Provided information.
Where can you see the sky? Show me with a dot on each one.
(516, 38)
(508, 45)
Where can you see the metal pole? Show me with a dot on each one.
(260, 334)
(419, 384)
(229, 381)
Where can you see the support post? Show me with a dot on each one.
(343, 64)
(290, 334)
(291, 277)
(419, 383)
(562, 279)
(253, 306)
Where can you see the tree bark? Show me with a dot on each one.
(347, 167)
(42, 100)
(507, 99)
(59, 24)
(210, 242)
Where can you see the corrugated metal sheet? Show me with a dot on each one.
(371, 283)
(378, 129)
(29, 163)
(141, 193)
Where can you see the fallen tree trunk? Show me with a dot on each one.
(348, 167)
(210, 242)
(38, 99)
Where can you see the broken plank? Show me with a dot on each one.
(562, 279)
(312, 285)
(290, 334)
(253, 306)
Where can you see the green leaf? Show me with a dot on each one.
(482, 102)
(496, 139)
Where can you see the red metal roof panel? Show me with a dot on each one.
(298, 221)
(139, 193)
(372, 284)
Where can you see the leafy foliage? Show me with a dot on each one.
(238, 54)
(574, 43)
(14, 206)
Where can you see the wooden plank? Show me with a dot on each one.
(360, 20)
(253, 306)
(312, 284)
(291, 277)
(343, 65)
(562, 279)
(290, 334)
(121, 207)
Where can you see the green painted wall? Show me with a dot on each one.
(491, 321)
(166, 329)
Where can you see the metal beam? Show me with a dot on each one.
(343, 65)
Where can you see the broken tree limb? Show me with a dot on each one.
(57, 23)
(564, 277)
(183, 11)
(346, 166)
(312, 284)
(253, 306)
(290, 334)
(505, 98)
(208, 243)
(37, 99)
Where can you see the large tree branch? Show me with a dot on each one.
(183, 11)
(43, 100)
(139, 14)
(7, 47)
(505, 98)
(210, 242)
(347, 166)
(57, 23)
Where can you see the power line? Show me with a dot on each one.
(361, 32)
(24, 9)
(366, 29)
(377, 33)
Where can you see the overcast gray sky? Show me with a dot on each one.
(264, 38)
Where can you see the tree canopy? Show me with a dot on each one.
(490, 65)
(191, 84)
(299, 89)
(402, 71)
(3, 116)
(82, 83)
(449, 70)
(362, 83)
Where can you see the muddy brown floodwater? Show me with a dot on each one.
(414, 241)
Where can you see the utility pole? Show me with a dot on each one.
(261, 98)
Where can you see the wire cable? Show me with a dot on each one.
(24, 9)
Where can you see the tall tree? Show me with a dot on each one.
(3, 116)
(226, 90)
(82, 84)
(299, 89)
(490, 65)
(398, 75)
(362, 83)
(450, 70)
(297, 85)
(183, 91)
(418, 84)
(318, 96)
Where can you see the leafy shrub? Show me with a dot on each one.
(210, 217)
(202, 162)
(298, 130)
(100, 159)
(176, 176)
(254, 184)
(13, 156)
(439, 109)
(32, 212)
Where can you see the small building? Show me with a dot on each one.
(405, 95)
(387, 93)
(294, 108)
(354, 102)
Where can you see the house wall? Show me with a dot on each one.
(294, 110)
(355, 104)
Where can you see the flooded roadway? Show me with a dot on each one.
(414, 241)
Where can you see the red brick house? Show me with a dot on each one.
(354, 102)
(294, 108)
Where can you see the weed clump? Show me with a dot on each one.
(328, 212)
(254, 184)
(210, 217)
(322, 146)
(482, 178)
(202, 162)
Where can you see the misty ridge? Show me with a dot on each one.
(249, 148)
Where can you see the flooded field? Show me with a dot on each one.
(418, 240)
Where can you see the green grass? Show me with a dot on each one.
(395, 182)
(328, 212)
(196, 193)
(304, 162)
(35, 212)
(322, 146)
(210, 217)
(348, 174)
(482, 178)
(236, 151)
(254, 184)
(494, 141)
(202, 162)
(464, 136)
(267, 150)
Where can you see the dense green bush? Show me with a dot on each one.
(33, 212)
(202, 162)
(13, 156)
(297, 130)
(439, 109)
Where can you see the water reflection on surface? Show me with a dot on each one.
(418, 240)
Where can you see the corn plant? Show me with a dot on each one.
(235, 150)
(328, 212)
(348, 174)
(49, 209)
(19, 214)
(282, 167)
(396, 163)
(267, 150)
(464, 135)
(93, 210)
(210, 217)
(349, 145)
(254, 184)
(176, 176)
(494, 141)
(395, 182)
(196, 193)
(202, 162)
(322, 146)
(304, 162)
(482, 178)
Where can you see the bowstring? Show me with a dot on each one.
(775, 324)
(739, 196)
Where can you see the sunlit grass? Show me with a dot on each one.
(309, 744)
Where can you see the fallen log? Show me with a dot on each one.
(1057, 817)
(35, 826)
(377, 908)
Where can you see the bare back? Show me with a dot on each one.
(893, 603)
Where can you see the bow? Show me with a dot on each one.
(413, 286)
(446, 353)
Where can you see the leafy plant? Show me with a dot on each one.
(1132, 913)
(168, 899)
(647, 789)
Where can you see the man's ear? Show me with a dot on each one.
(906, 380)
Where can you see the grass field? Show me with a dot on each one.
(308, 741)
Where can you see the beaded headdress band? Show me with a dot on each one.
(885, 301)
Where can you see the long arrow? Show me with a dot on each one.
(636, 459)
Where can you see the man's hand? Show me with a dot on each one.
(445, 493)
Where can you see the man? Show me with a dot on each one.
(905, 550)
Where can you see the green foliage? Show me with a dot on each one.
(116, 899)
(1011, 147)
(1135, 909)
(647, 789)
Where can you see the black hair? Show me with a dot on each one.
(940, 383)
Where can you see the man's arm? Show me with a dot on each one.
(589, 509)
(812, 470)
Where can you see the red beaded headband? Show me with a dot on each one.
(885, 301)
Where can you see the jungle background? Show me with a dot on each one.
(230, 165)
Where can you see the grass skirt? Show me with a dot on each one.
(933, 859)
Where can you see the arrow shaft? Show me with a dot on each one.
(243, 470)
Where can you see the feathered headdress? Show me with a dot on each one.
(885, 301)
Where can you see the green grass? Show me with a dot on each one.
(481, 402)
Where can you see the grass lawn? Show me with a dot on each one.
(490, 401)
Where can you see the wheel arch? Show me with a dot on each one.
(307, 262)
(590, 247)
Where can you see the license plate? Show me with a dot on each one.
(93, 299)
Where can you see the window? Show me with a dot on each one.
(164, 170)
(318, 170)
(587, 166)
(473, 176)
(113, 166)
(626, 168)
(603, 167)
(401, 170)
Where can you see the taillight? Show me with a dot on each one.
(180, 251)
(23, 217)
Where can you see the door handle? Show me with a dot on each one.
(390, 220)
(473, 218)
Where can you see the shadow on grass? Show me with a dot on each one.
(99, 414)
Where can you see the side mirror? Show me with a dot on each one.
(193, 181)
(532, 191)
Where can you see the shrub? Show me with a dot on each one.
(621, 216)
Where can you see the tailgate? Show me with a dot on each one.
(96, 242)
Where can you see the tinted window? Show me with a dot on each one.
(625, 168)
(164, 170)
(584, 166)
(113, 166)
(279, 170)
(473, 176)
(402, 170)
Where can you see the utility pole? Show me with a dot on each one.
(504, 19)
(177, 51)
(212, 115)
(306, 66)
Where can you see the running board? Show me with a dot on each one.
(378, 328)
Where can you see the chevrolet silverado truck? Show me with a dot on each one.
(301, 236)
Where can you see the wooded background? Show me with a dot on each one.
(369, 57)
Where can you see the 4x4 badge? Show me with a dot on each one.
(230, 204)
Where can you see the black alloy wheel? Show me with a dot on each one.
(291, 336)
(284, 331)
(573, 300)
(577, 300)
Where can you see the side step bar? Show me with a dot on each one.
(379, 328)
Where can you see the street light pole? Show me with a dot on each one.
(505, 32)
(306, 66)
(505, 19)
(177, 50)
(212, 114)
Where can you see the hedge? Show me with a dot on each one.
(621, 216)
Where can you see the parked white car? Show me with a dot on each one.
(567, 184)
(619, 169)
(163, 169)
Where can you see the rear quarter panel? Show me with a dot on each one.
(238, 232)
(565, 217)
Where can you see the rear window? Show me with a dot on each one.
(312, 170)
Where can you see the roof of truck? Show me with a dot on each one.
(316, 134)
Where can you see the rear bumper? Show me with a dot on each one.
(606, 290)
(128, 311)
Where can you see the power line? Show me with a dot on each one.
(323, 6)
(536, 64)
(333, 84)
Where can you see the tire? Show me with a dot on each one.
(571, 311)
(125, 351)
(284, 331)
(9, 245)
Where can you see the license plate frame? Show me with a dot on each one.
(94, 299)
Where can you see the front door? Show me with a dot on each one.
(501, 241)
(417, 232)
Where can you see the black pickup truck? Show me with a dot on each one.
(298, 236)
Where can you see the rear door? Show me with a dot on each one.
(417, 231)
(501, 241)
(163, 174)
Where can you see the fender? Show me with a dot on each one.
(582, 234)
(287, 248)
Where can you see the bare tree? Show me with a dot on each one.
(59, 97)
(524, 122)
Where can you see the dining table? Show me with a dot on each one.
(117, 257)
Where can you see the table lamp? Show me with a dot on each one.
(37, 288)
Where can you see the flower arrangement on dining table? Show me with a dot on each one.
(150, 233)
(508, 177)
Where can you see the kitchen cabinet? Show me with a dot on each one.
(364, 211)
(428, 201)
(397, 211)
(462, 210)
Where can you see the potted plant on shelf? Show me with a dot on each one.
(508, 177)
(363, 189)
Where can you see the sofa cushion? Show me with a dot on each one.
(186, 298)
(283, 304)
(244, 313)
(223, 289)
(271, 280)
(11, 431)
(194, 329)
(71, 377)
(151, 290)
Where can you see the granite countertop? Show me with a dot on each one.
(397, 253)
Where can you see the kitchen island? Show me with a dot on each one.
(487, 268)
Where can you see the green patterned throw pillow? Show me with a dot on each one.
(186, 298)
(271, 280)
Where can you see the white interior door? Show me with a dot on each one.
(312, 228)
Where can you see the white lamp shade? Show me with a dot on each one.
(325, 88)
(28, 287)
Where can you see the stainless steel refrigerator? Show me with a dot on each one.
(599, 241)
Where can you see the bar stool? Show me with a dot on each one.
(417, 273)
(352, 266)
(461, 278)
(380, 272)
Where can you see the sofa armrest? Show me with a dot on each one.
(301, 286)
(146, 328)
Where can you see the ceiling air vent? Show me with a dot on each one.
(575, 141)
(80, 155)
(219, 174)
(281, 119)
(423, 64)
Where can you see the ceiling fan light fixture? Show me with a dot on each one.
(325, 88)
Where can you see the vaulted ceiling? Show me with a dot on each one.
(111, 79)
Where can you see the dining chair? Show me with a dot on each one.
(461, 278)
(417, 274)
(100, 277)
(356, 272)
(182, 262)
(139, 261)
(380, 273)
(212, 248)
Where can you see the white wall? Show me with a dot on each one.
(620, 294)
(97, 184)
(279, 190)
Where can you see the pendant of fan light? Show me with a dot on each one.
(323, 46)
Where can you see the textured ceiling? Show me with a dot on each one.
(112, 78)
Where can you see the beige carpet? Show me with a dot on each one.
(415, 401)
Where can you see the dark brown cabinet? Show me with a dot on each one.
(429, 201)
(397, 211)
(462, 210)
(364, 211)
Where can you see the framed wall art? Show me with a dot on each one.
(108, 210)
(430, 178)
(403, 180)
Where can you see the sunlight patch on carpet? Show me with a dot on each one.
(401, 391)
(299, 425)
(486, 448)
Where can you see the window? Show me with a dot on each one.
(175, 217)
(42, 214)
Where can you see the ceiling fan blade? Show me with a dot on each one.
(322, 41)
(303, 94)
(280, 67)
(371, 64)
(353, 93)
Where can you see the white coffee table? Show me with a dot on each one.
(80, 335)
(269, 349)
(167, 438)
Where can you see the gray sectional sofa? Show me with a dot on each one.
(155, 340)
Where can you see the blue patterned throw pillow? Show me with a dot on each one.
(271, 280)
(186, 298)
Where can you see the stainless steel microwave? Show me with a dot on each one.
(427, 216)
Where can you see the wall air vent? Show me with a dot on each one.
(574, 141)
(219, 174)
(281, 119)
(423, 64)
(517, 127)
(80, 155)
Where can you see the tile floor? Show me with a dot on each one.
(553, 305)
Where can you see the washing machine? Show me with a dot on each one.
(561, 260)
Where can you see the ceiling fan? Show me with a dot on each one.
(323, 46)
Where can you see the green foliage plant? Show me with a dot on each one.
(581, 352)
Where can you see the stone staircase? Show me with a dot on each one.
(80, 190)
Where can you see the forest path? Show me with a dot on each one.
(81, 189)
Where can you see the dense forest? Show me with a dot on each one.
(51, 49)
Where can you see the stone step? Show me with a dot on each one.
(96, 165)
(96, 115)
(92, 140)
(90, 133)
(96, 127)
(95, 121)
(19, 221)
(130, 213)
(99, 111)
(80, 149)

What needs to be done.
Copy out the items word for word, starting at the line that contains "Where can you see the stone staircase?" and ending with the last line of the items.

Completed task.
Where can you see the stone staircase? Show me with a dot on each one.
(80, 190)
Where can you see the forest path? Show me with a dot on each one.
(81, 189)
Where can you see the dense forest? Show me with a dot on each one.
(51, 49)
Where can you see the stone step? Show me with a dot on each one.
(96, 165)
(96, 115)
(92, 140)
(90, 133)
(96, 127)
(95, 121)
(19, 221)
(130, 213)
(99, 111)
(80, 149)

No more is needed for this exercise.